● **Task to complete**: Recast the items from the line containing "Can you please pinpoint where the tall tree appears" through the line containing "389, 450], [406, 353, 464, 389]]" as a Markdown table with the columns Row and Text. Put one line per row with its row number, and leave out blank lines and the pictures.

● **Excerpted records**:
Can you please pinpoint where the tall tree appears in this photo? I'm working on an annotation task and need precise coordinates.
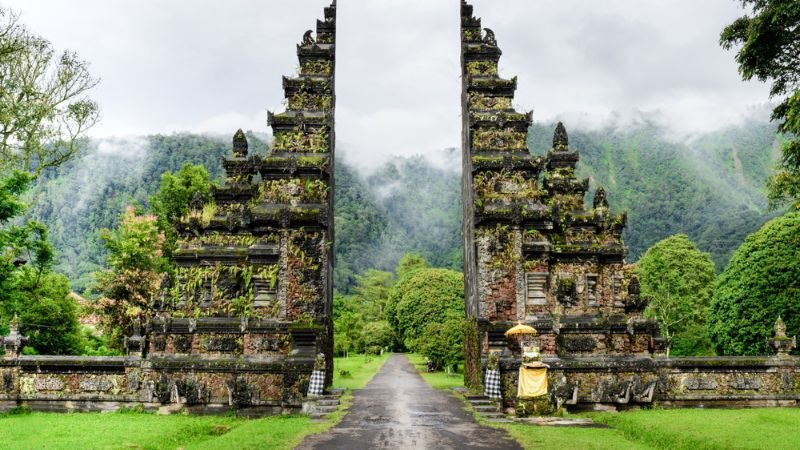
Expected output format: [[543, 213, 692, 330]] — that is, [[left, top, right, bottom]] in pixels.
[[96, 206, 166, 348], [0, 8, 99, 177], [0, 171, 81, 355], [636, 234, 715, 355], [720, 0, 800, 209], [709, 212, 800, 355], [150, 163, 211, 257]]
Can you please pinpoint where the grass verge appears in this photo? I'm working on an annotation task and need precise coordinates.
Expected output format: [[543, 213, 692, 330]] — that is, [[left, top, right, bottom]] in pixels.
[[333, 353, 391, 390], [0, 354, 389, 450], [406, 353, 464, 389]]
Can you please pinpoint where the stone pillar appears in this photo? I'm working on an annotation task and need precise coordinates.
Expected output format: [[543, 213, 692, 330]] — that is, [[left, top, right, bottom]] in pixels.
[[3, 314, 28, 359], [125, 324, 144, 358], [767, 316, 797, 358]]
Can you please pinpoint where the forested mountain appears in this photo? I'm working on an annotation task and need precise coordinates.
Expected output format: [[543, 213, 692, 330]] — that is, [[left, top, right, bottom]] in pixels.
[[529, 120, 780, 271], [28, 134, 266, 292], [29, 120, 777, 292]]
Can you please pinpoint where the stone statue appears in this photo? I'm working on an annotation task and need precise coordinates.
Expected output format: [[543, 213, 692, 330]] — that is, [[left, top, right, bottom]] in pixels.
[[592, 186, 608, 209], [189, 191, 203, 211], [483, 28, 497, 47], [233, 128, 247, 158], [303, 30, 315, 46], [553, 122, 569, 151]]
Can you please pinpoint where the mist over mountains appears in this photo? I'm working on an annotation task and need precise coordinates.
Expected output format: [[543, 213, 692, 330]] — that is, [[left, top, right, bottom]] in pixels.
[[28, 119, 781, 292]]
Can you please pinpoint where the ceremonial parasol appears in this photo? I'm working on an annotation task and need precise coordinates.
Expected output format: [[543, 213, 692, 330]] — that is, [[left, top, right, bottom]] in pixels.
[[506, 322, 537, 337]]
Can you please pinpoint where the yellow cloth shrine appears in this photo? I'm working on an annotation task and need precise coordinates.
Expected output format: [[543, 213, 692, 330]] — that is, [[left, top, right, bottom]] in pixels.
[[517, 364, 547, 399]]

...

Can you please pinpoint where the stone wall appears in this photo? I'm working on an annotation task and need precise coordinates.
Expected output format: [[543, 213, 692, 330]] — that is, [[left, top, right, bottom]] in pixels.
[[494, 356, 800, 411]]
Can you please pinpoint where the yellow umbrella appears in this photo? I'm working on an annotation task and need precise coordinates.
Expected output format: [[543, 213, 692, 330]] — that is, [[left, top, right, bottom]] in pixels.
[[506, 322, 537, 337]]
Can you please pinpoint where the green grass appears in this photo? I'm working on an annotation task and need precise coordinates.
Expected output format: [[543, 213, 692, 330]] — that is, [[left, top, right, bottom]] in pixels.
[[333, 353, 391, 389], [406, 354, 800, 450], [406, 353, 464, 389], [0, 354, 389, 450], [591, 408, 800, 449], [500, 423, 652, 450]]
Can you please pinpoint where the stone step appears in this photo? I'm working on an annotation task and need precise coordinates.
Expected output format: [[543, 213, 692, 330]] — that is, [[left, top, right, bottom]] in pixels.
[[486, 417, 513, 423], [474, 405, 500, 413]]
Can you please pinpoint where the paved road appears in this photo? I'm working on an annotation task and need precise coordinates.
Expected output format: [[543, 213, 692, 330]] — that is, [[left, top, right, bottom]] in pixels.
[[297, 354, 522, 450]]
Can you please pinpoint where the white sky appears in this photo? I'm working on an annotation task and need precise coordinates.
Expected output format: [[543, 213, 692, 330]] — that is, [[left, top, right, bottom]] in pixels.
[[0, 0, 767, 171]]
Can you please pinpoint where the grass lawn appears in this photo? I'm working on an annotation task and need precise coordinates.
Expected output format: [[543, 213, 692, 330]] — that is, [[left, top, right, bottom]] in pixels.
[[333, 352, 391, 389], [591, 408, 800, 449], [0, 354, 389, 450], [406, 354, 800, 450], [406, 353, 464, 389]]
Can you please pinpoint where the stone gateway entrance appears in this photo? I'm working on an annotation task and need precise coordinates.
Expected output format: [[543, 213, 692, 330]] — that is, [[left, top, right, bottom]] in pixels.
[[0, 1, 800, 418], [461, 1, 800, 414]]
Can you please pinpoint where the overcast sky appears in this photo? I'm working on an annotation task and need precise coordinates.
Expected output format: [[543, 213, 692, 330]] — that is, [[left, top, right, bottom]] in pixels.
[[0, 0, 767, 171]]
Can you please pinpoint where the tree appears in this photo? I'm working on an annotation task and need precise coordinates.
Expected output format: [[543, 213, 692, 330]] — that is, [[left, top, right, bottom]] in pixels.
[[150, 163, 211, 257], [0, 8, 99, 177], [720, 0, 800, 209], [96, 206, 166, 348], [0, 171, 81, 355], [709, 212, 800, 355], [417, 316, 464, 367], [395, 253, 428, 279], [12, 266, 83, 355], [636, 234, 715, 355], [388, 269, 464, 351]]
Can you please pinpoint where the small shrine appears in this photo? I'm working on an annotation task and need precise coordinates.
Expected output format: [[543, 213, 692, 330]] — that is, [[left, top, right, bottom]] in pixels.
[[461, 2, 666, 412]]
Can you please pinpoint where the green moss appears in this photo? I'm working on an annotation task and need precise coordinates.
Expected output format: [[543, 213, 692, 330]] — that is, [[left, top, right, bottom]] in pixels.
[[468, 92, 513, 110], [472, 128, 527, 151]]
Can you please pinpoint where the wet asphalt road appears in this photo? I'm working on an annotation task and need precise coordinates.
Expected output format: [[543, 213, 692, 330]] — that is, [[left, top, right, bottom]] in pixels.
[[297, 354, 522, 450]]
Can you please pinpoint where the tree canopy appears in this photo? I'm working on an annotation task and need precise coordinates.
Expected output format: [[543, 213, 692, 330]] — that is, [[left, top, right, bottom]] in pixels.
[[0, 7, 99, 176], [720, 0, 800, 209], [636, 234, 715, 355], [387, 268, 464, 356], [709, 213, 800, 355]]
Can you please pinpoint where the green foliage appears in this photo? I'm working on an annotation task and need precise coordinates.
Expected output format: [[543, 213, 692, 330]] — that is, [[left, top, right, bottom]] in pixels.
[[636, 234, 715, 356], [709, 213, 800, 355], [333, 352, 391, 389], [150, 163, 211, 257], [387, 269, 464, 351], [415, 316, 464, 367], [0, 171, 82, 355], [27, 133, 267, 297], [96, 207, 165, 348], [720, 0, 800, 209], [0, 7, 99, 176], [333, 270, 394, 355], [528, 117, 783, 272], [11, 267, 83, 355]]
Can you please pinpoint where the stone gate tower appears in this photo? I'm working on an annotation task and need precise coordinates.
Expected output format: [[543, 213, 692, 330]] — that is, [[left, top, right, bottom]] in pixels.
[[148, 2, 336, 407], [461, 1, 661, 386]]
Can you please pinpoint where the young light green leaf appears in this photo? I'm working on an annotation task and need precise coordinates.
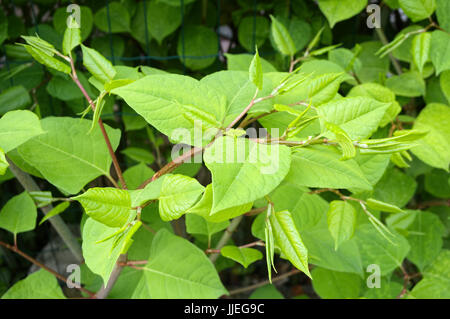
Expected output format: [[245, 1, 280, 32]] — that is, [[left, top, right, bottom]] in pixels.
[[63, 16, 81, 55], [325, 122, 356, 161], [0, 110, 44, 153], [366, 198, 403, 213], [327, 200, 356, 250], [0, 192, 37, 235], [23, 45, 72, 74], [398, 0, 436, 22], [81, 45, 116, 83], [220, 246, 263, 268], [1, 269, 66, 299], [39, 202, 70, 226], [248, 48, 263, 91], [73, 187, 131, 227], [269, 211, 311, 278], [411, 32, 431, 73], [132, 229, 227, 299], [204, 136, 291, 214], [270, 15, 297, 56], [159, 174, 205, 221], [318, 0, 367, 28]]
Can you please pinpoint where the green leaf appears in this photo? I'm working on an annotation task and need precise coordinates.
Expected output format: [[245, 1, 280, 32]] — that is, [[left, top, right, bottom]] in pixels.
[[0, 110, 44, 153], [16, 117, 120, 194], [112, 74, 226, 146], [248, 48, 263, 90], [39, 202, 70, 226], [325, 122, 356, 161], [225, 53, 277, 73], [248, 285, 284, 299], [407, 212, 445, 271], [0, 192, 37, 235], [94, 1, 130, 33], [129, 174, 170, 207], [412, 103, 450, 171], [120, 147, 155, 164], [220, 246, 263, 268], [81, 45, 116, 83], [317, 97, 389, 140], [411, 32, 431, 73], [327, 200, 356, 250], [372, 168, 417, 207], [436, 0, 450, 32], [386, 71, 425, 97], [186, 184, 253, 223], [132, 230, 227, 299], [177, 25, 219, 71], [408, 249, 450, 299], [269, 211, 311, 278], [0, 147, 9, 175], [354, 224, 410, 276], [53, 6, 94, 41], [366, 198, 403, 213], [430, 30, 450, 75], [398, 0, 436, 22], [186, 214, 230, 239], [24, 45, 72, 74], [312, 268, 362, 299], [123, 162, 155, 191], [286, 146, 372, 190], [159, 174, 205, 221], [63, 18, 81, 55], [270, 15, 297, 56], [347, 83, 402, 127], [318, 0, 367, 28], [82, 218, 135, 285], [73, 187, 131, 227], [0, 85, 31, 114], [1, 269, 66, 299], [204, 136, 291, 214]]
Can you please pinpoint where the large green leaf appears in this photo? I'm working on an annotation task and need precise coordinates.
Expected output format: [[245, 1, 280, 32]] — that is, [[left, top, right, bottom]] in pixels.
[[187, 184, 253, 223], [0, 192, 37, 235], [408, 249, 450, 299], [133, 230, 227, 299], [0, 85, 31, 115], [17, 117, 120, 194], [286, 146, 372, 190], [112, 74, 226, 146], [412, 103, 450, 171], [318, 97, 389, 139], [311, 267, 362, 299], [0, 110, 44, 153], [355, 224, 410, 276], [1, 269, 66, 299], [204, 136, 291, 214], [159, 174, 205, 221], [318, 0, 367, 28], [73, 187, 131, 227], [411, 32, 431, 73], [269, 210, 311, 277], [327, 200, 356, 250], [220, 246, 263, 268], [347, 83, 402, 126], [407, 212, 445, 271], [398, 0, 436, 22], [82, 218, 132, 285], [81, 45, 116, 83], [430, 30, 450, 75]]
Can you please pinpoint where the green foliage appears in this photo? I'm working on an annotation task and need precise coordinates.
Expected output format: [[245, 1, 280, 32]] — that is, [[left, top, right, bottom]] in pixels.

* * *

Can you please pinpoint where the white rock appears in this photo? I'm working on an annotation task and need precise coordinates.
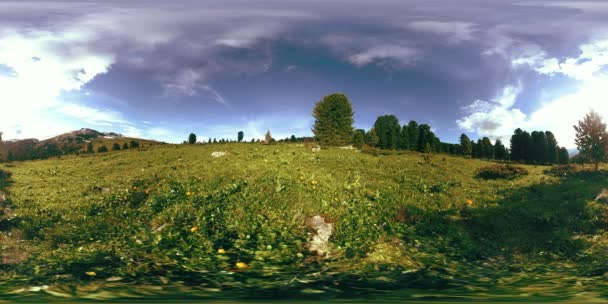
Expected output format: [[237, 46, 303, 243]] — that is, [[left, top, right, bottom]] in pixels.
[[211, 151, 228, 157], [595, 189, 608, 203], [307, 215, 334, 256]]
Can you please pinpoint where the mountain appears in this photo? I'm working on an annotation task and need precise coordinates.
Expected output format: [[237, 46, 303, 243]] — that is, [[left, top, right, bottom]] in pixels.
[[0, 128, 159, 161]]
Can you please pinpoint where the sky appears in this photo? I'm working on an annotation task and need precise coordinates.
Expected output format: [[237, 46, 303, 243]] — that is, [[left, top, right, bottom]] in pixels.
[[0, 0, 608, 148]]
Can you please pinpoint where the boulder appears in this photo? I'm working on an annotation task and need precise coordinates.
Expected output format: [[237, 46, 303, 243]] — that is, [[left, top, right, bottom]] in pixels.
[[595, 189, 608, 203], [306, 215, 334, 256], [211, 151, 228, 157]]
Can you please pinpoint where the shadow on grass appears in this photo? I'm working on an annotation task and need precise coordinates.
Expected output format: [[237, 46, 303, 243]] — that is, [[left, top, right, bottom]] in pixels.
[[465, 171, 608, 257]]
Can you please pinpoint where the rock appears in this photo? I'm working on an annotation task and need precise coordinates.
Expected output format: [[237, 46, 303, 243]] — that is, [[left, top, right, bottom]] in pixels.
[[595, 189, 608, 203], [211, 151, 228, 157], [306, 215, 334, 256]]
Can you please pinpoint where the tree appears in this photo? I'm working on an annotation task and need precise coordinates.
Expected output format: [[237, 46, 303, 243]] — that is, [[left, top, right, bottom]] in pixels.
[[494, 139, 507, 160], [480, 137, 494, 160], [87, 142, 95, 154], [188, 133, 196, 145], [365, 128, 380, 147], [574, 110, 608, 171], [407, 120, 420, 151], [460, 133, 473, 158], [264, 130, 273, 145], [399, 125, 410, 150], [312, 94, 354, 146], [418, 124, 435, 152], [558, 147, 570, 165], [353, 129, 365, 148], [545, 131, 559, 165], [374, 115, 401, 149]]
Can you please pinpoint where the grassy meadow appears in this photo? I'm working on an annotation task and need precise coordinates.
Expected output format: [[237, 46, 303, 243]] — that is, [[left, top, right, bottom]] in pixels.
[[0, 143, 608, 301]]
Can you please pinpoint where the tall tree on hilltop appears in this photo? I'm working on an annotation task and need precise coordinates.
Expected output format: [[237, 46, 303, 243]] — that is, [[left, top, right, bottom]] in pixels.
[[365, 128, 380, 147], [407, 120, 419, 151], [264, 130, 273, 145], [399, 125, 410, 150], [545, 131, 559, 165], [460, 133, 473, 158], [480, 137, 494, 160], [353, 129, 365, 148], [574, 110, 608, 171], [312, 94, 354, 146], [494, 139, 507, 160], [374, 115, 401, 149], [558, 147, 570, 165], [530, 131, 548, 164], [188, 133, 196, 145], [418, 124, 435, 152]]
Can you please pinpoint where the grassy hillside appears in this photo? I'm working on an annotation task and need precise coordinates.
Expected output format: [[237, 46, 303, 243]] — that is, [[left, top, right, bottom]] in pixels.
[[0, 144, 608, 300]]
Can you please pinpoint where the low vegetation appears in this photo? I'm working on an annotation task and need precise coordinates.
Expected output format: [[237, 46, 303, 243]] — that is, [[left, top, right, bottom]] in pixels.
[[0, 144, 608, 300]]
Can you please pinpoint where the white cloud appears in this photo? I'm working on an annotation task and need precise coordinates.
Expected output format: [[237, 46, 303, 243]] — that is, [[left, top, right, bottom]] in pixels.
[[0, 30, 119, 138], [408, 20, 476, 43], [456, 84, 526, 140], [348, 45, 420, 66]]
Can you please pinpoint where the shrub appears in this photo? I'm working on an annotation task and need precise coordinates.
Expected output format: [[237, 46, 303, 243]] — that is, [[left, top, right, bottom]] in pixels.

● **Output for this task**:
| Row | Text |
|---|---|
| 1 | Can you please pinpoint where the tall tree appears in this photo? I'm working on an annotation task and need precise coordinates. |
| 2 | Expected output format: [[543, 213, 692, 330]] — that is, [[left, top, right, bottom]] in pixels. |
| 3 | [[96, 206, 166, 348], [0, 8, 99, 177], [0, 171, 81, 355], [636, 234, 715, 355], [720, 0, 800, 209], [709, 212, 800, 355], [150, 163, 211, 257]] |
| 4 | Can you please pinpoint where the grass verge appears in this photo? I'm working on an annotation task and need precise coordinates. |
| 5 | Expected output format: [[543, 213, 692, 330]] — that is, [[left, top, right, bottom]] in pixels. |
| 6 | [[333, 353, 391, 390], [0, 354, 389, 450], [406, 353, 464, 389]] |